Trecho citado:
####################

Bioética e defesa da vida

Aborto e a banalidade do mal

Na década de 1960 a pensadora judia Hannah Arendt cunhou a expressão “banalidade do mal”. Para ela existe um tipo de mal que não é metafísico e transcendente. É um mal que, a princípio, não está relacionado com a religião e com a salvação da alma. É um mal estabelecido pelo próprio ser humano, um mal produzido dentro da história. Trata-se do “mal” no sentido da mais radical negação da ética e da dignidade da pessoa humana. De forma muito forte Arendt identifica essa banalidade do mal, no século XX, com o regime nazista. Um regime que transformou a morte em produto industrial, que matou milhões de pessoas de forma organizada e sistemática, como se a morte fosse um produto de uma linha de produção fordista.     

A ideia de que existe uma banalidade do mal pode ser encontrada em quase todo o século XX. Um século que levou a morte a condição de produção em larga escala. Essa banalidade pode ser percebida, por exemplo, na cruel guerra de trincheiras da Primeira Guerra Mundial, na carnificina que foi a Segunda Guerra Mundial, no uso da bomba atômica, em 1945, e de armas químicas na guerra da Coreia e do Vietnã. De certa forma, o ser humano sempre foi cruel e teve impulsos assassinos, mas o século XX surpreendeu toda a história humana e, com isso, conseguiu superar as formas de matar e a eficiência que a morte era distribuída ao redor do planeta Terra.

Na sociedade contemporânea existe a tentativa de ampliar a discussão de Arendt sobre a banalidade do mal. Por isso, percebe-se que o mal continua sendo banalizado, que o ser humano continua construindo estruturas sociais desprovidas de ética e de respeito à dignidade humana. Por exemplo, em nossos dias a banalidade do mal aparece nas pessoas que morrem nas filas dos hospitais, no abandono das crianças, na eutanásia praticada em idosos nos países desenvolvidos da Europa, no abandono dos refugiados, na não distribuição de medicamentos básicos a vida humana e muito mais.

####################

Dados disponíveis:
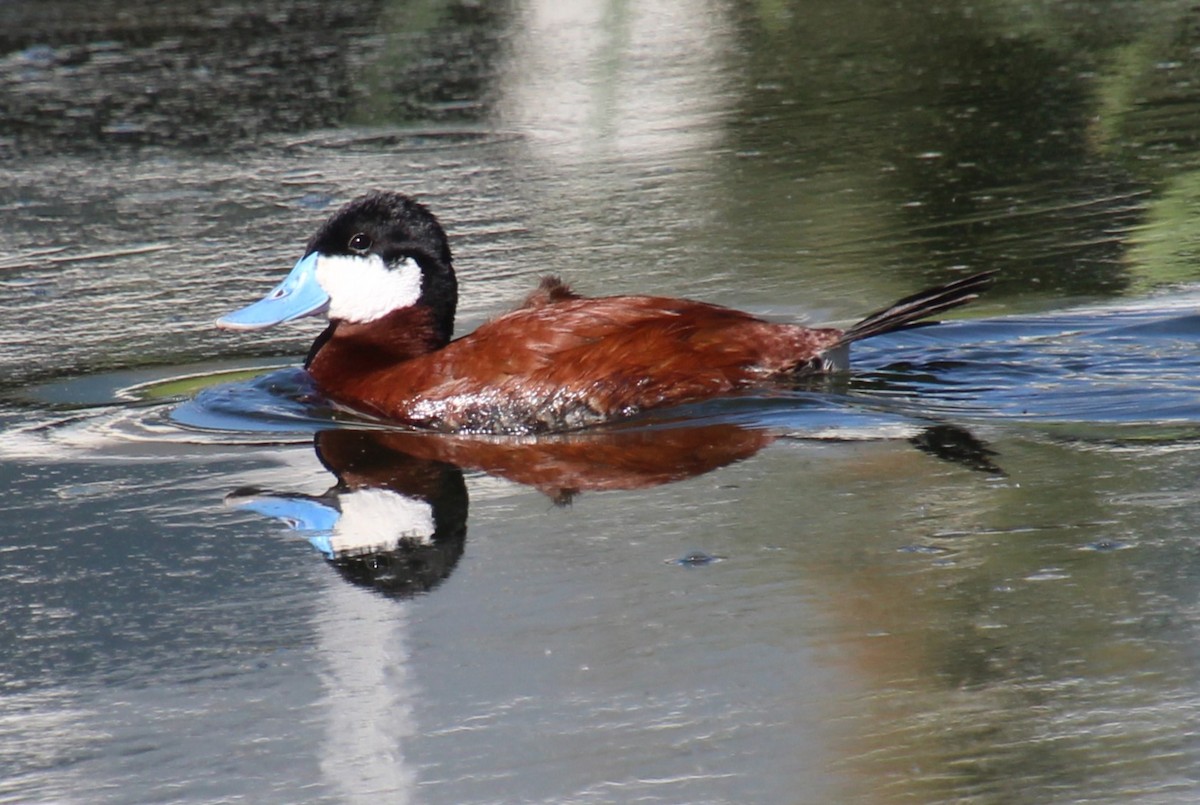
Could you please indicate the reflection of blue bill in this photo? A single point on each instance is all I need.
(363, 521)
(300, 514)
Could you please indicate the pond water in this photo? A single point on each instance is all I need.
(966, 571)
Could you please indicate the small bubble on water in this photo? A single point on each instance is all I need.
(695, 559)
(928, 550)
(1107, 545)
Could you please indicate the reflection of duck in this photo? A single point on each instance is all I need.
(394, 522)
(381, 268)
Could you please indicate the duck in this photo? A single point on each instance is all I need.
(381, 271)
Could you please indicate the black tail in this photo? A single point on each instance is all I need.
(911, 310)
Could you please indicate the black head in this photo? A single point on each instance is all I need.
(399, 232)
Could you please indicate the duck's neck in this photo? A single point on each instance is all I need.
(348, 352)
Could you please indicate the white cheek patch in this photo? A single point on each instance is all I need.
(377, 520)
(365, 288)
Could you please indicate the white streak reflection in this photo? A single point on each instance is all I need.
(367, 696)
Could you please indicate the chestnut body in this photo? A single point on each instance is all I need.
(559, 361)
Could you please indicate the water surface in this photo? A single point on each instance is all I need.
(966, 571)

####################

Explorar o material:
1/ De acordo com o texto sobre a banalidade do mal, em que década Hannah Arendt cunhou essa expressão?
2/ Dê continuidade ao texto sobre aborto e banalidade do mal a partir da última frase apresentada.

Lista de respostas:
1/ Na década de 1960.

2/
Em termos de uma prática da banalidade do mal o século XXI não é muito diferente do século XX. Uma das formas mais radicais e eficientes de manifestação da banalidade do mal é o aborto. O aborto, por si só, é um ato horrendo, terrível. É a negação radical da vida, é não permitir que um ser humano desfrute do mais fundamental dos direitos, ou seja, o direito a vida, o direito de nascer. No entanto, para surpresa, em nossos dias o aborto é apresentado como solução para problemas de saúde pública, como emancipação de grupos sociais radicais e até mesmo como realização de algum projeto delirante de felicidade individual. Em muitos ambientes sociais e até mesmo dentro do judiciário fala-se em legalização do aborto como solução para conflitos humanos.

Na prática a banalidade do mal continua presente na sociedade humana da forma como foi descrito por Arendt. A diferença é que no século XX matavam-se milhões de pessoas de forma eficiente e rápida nos campos de concentração e, atualmente, deseja-se continuar matando, mas, não mais nos campos de concentração nazista, deseja-se matar nas clínicas de aborto. A banalidade do mal permanece a mesma apenas mudou o local do extermínio. A sociedade contemporânea precisa se reencontrar com a ética e com o respeito pela dignidade da pessoa humana.